* BEGIN *
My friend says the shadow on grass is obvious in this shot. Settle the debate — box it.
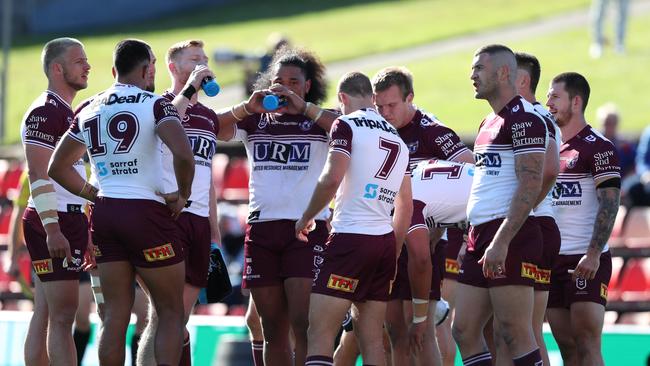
[13,0,395,47]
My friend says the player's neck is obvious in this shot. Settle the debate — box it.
[488,87,517,114]
[47,81,77,105]
[172,79,199,104]
[560,114,587,142]
[115,75,147,90]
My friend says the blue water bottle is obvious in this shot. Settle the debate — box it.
[262,94,287,111]
[201,76,221,97]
* END *
• [TASK OBJECTIVE]: Reproduce the data above, replacing each occurrence of "obvious" with "clearly visible" and leaving everything else unchanged. Omit the picture from your reply.

• [ANSWER FOR THIS EXERCISE]:
My friend says the shadow on grass is clearly visible in this shot. Settle the debate — box it.
[13,0,395,47]
My friend says the player's neck is clearly visible in this shot. Settle the debate — box it.
[488,87,517,114]
[47,81,77,105]
[172,79,199,104]
[560,114,587,142]
[115,75,147,90]
My friend says the blue water bottle is clearly visible in this shot. Settle the debate — box it.
[262,94,287,111]
[201,76,221,97]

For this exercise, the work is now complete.